• [AIM OF THE EXERCISE]:
Extract every line of the listing below and repeat each one without any change.

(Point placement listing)

※ ※ ※

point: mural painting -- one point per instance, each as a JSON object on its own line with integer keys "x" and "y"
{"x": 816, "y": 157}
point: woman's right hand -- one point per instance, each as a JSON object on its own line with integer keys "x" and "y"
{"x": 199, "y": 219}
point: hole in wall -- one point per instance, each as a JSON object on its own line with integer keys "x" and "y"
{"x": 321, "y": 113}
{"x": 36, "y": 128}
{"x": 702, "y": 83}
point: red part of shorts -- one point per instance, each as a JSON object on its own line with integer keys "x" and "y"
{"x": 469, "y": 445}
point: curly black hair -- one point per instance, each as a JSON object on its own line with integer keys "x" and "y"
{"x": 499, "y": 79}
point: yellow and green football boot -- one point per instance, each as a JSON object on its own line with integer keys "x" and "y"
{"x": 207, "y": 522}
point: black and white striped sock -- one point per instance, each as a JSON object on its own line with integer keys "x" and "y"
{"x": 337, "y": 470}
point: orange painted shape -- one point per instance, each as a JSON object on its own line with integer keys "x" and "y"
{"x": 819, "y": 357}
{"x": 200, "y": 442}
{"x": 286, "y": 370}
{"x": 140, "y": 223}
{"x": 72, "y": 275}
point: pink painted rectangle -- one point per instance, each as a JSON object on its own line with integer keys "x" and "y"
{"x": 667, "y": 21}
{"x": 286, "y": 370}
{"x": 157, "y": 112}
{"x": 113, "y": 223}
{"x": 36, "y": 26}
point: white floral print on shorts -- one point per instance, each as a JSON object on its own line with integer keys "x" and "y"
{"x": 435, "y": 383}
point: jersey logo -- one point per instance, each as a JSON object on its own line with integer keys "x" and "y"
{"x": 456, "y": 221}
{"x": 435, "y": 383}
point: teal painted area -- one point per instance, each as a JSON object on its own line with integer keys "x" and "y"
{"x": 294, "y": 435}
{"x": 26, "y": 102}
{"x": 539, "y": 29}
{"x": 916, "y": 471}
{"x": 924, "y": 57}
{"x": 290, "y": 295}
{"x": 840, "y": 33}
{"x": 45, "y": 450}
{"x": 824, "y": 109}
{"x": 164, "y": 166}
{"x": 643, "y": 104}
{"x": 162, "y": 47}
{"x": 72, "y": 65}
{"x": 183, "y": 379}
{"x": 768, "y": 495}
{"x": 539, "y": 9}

※ ※ ※

• [WRITTEN SOLUTION]:
point: mural painting -- one point per instance, each as a JSON object on its own line with integer keys "x" and "y"
{"x": 816, "y": 157}
point: woman's right hand -- one point per instance, each as a JSON object on its own line with integer keys "x" and "y"
{"x": 199, "y": 219}
point: hole in wall -- one point per instance, each as a JSON object on its own line with integer keys "x" and "y"
{"x": 321, "y": 113}
{"x": 36, "y": 128}
{"x": 702, "y": 83}
point: red part of shorts -- one point per instance, each as a JSON object on its own line with integer keys "x" and "y"
{"x": 469, "y": 445}
point: curly black hair -- one point per instance, each as a JSON object on its own line with integer keys "x" and "y"
{"x": 499, "y": 79}
point: yellow and green football boot -- one point per instance, each as a JSON object on its own line with integer keys "x" and "y"
{"x": 207, "y": 522}
point: black and white striped sock -- one point per instance, each as a JSON object on its own line with integer keys "x" and "y"
{"x": 337, "y": 470}
point: orange painted shape -- one point per instance, each as a JSON object on its own line with integer keys "x" and "y"
{"x": 819, "y": 357}
{"x": 200, "y": 442}
{"x": 286, "y": 370}
{"x": 140, "y": 223}
{"x": 72, "y": 275}
point: pink painted rectangle -- one point per instance, each as a JSON object on its own line with integer keys "x" and "y"
{"x": 667, "y": 21}
{"x": 286, "y": 370}
{"x": 157, "y": 112}
{"x": 113, "y": 223}
{"x": 36, "y": 26}
point: white floral print on shorts -- one point per instance, each as a JSON object on its own line with integer keys "x" and "y"
{"x": 435, "y": 383}
point: jersey logo -- one point per instance, each as a JSON object on its own line with integer keys "x" and "y"
{"x": 456, "y": 221}
{"x": 435, "y": 383}
point: teal painted area -- one point per instance, each as a JSON object on its own line with integer keys "x" and "y"
{"x": 294, "y": 435}
{"x": 26, "y": 102}
{"x": 539, "y": 29}
{"x": 916, "y": 471}
{"x": 924, "y": 57}
{"x": 290, "y": 295}
{"x": 840, "y": 33}
{"x": 45, "y": 450}
{"x": 824, "y": 109}
{"x": 164, "y": 166}
{"x": 643, "y": 104}
{"x": 162, "y": 47}
{"x": 72, "y": 65}
{"x": 183, "y": 379}
{"x": 768, "y": 495}
{"x": 539, "y": 9}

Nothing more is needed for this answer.